How many lines in the items below contain the string "floor"? Count only matches with the same capitalization, and reply with the number alone.

Recorded data:
%%
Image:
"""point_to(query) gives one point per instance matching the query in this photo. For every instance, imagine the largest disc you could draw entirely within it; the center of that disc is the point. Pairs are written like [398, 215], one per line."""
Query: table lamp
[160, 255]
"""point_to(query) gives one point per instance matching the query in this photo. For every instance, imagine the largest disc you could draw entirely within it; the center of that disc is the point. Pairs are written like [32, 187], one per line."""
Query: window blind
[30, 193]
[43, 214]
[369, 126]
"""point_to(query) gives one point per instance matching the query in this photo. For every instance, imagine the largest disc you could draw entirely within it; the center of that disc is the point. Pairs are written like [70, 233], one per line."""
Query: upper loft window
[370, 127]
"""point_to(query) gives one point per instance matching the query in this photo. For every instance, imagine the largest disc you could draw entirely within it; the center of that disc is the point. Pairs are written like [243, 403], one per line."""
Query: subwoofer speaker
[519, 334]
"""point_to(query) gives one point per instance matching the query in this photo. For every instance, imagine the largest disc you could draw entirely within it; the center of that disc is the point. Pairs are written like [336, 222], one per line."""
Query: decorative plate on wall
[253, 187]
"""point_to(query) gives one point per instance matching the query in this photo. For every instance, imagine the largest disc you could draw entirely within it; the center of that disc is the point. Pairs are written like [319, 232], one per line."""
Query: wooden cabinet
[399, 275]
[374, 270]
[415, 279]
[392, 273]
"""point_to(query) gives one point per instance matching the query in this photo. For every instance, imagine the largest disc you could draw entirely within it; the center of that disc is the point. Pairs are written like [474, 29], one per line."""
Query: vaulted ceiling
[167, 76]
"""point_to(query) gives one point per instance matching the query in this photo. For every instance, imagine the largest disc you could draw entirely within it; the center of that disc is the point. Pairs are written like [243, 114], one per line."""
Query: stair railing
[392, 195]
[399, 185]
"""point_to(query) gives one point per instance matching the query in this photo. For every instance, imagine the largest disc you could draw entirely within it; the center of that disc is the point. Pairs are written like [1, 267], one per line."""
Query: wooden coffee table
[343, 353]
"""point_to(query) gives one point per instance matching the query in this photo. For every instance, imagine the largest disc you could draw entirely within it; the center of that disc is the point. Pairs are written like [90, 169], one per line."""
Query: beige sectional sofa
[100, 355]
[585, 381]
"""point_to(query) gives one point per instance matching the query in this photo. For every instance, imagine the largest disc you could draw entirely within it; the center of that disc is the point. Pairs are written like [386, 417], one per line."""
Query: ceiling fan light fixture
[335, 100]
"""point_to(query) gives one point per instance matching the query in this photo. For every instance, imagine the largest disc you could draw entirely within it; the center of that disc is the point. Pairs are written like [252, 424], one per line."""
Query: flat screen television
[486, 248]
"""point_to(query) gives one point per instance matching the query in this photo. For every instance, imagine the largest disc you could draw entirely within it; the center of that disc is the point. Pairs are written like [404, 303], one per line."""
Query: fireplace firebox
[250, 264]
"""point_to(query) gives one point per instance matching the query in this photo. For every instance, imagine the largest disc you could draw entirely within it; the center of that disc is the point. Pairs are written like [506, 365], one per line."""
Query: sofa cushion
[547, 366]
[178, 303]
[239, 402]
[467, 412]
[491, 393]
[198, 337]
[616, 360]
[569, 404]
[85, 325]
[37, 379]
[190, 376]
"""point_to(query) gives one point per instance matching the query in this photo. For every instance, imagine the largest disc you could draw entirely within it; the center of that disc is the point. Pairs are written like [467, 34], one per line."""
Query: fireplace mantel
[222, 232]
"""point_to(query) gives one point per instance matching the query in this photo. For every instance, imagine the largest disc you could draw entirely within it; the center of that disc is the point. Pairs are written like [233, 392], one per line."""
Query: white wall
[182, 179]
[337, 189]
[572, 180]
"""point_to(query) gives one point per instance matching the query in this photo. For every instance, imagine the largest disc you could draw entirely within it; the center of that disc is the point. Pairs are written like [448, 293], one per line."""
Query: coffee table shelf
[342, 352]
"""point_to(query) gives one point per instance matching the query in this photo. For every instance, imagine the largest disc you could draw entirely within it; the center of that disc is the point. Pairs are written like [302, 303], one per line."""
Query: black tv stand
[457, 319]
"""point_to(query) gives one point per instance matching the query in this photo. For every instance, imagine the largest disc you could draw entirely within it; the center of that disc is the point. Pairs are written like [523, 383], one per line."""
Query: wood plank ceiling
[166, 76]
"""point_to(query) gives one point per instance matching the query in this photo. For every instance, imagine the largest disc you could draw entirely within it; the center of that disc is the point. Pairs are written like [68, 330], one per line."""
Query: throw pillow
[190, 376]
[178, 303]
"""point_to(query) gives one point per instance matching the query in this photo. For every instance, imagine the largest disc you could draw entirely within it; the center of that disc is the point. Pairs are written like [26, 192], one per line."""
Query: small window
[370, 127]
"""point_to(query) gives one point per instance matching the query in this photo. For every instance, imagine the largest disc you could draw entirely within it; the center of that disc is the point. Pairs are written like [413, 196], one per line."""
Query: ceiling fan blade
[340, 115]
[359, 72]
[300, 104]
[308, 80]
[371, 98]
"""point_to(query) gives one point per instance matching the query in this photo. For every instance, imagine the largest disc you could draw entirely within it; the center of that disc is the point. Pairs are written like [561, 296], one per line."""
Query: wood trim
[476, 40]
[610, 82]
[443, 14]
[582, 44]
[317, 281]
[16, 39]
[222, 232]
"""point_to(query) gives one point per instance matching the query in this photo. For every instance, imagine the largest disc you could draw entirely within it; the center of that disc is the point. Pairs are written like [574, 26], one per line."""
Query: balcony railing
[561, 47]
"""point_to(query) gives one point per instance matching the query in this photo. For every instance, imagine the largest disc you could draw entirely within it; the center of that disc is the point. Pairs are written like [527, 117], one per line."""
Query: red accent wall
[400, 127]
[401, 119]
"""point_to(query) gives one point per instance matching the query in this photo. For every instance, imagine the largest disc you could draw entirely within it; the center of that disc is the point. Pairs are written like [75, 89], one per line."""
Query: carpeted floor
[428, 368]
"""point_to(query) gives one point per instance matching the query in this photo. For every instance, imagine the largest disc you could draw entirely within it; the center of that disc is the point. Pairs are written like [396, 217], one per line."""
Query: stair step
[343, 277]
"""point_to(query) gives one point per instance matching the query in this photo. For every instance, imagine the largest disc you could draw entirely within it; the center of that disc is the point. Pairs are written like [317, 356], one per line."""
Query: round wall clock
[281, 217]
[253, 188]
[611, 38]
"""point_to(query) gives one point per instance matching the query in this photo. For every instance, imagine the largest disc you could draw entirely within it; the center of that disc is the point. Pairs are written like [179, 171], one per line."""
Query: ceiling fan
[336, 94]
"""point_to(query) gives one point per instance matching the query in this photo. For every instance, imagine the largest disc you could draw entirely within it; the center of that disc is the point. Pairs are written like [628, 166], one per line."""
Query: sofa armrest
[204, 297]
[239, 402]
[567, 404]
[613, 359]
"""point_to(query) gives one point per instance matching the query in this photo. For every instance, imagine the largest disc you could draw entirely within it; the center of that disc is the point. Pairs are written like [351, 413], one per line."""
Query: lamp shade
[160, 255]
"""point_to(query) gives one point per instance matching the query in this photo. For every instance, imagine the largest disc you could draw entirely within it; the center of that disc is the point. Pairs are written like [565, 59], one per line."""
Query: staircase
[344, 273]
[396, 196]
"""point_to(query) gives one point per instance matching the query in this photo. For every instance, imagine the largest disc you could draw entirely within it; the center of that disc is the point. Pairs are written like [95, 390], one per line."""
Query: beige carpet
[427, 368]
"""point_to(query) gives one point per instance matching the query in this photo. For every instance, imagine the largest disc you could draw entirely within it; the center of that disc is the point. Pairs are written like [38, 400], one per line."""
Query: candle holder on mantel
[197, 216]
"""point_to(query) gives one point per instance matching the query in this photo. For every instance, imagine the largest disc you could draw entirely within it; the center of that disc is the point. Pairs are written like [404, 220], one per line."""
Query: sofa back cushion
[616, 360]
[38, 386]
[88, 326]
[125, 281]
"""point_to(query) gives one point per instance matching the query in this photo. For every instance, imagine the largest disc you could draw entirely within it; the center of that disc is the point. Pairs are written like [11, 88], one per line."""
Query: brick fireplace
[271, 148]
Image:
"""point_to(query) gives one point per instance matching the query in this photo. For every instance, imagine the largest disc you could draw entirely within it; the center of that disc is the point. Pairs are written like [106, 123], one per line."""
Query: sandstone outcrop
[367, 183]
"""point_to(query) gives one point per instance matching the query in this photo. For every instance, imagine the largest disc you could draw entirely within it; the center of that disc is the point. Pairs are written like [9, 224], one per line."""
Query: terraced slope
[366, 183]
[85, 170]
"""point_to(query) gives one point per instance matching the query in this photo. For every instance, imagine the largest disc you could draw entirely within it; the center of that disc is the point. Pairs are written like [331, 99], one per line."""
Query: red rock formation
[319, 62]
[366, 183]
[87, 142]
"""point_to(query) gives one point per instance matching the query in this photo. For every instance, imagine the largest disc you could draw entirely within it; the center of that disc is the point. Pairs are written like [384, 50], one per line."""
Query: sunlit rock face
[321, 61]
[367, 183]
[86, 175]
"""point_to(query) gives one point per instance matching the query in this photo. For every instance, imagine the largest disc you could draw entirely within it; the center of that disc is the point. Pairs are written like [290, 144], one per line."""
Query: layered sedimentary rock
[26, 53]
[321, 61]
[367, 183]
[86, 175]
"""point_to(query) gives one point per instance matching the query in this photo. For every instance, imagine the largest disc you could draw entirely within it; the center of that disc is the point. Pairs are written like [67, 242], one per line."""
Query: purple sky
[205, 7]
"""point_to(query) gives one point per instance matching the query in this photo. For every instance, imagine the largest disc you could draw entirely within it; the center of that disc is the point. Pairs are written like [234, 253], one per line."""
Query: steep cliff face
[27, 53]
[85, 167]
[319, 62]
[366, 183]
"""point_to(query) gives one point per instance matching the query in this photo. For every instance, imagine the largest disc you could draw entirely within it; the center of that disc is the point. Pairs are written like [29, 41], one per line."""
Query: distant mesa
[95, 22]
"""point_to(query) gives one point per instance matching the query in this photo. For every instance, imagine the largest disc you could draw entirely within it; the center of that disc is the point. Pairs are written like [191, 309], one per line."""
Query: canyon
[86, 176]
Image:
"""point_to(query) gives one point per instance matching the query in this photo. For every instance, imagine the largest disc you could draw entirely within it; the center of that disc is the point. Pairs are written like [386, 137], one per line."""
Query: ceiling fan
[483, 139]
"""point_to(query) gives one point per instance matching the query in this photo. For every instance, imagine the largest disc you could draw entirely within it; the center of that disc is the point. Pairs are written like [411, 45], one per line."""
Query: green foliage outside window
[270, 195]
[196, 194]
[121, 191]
%%
%%
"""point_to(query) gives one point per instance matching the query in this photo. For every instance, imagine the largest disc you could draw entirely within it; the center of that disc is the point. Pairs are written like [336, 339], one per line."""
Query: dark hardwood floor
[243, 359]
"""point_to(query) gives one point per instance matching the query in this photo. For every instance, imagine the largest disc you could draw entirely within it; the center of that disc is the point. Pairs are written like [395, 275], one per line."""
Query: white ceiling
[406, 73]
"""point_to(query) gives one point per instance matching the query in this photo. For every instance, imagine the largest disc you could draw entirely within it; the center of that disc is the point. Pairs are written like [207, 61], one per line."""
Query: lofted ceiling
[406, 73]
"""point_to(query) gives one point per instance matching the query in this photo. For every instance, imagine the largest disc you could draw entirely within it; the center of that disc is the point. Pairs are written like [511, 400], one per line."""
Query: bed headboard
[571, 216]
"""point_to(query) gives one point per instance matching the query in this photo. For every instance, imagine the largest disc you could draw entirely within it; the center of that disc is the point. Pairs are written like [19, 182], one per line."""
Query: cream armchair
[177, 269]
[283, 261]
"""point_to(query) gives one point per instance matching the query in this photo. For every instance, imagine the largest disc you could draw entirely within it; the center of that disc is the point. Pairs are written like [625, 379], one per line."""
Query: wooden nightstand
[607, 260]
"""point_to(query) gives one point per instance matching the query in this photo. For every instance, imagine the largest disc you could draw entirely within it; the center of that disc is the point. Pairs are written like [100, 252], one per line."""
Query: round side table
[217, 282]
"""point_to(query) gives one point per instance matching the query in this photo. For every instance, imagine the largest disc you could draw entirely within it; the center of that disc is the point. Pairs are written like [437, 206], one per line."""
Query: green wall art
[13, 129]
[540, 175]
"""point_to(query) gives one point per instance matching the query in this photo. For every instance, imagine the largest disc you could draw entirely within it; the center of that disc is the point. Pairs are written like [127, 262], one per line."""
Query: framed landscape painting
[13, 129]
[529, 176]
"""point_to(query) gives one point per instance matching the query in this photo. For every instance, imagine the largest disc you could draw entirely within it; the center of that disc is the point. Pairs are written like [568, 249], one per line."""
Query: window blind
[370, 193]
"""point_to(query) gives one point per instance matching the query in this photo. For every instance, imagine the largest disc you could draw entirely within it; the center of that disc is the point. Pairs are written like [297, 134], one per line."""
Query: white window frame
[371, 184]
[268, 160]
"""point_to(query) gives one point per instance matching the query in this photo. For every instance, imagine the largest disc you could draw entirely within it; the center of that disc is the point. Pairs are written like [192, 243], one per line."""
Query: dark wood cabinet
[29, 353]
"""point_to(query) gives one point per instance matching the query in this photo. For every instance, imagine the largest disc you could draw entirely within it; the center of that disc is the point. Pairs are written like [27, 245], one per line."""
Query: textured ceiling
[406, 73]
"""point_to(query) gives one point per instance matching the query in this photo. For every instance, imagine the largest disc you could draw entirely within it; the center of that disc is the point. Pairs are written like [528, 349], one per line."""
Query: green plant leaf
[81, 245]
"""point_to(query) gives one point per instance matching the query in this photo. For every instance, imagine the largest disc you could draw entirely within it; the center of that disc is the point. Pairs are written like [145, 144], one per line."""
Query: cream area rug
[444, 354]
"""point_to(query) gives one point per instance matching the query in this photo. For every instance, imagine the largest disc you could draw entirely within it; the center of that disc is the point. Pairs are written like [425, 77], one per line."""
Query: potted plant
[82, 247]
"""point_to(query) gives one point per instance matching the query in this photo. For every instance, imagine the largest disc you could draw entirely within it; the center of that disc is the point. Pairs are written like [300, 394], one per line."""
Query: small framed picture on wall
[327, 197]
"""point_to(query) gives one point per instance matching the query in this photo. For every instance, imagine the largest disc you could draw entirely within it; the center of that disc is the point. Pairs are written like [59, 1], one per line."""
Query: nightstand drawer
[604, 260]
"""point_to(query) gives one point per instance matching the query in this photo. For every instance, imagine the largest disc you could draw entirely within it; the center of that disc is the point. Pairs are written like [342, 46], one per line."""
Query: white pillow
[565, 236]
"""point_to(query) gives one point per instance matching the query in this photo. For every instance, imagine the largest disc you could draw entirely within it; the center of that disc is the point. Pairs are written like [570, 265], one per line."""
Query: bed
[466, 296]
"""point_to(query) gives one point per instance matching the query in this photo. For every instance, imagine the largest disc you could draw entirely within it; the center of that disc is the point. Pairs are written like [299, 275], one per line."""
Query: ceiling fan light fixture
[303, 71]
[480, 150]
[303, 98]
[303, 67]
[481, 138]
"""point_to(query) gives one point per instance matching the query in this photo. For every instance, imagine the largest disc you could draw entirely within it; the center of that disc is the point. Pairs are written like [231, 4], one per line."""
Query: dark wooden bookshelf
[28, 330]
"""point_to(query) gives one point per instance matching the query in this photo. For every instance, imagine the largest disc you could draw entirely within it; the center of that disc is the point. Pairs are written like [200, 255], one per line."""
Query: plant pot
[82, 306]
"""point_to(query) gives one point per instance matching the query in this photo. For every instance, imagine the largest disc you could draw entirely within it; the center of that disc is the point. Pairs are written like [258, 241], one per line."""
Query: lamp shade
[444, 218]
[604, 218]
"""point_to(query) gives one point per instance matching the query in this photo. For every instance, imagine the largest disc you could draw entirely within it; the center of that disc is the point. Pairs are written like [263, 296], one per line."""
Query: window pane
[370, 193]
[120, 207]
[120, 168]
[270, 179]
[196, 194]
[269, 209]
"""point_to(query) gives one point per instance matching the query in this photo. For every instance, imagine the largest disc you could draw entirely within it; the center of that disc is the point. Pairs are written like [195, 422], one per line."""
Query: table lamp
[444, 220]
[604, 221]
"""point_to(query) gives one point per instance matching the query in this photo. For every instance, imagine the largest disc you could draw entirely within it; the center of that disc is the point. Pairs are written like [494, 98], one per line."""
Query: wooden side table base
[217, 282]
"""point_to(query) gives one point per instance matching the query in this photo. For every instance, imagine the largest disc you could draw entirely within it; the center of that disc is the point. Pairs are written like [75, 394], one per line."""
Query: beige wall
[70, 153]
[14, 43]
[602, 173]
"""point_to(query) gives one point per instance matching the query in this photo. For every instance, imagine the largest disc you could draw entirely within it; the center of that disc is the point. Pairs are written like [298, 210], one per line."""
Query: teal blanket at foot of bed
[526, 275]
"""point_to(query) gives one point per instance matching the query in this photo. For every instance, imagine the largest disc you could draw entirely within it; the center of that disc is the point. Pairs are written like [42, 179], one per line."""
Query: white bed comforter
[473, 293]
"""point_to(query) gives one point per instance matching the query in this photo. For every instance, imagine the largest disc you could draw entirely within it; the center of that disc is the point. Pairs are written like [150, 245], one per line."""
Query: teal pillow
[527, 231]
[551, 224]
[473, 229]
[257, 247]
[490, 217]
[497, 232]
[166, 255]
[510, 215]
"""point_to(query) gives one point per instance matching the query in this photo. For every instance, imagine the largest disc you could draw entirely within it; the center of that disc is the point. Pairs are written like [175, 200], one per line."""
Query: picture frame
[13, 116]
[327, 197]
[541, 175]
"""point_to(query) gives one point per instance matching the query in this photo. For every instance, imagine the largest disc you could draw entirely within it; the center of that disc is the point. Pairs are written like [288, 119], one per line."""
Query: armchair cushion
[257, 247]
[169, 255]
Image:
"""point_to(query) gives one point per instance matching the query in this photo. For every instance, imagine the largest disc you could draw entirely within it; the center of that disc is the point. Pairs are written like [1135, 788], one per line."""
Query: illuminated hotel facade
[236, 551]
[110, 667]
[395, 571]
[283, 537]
%%
%%
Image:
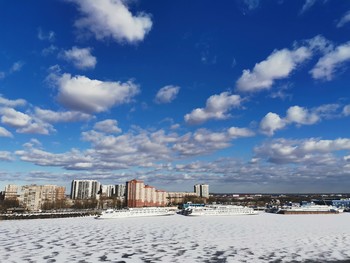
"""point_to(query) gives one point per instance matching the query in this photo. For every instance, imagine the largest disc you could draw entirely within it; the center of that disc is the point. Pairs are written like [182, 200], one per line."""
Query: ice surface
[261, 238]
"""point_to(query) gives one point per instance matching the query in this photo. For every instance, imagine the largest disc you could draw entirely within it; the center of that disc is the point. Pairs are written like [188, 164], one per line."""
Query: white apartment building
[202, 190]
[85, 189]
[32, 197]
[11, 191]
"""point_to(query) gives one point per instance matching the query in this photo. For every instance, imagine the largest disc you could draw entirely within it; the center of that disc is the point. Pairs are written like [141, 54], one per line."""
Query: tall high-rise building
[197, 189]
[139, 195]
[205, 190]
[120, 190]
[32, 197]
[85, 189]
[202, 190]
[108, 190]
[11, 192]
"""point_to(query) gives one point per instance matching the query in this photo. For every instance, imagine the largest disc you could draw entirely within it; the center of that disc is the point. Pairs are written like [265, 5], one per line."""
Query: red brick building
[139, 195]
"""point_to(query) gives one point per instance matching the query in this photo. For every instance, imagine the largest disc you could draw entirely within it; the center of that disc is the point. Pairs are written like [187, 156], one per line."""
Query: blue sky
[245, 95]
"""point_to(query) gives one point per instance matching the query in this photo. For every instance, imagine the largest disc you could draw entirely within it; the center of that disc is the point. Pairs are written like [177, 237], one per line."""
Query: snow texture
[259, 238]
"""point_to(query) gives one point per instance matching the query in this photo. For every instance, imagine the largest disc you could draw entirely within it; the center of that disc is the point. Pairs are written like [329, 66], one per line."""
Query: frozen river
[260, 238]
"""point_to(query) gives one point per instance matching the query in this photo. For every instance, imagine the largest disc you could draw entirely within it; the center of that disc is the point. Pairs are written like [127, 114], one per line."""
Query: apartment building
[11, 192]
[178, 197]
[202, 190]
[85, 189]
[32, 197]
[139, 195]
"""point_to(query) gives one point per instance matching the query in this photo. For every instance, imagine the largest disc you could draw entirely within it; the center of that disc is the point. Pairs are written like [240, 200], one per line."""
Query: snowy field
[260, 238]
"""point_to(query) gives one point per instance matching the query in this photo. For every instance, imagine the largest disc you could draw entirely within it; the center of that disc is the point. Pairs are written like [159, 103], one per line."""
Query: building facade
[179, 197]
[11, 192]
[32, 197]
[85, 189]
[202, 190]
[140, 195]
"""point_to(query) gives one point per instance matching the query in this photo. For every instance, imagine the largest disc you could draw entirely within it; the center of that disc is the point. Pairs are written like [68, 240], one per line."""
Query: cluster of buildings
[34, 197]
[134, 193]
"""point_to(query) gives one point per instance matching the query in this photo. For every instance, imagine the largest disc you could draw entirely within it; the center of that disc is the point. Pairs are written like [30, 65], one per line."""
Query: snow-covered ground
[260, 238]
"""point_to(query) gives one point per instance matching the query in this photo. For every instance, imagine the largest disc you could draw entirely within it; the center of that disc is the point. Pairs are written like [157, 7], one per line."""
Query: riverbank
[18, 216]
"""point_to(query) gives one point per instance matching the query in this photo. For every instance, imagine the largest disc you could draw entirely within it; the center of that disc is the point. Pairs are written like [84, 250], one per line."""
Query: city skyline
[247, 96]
%%
IN RESPONSE:
2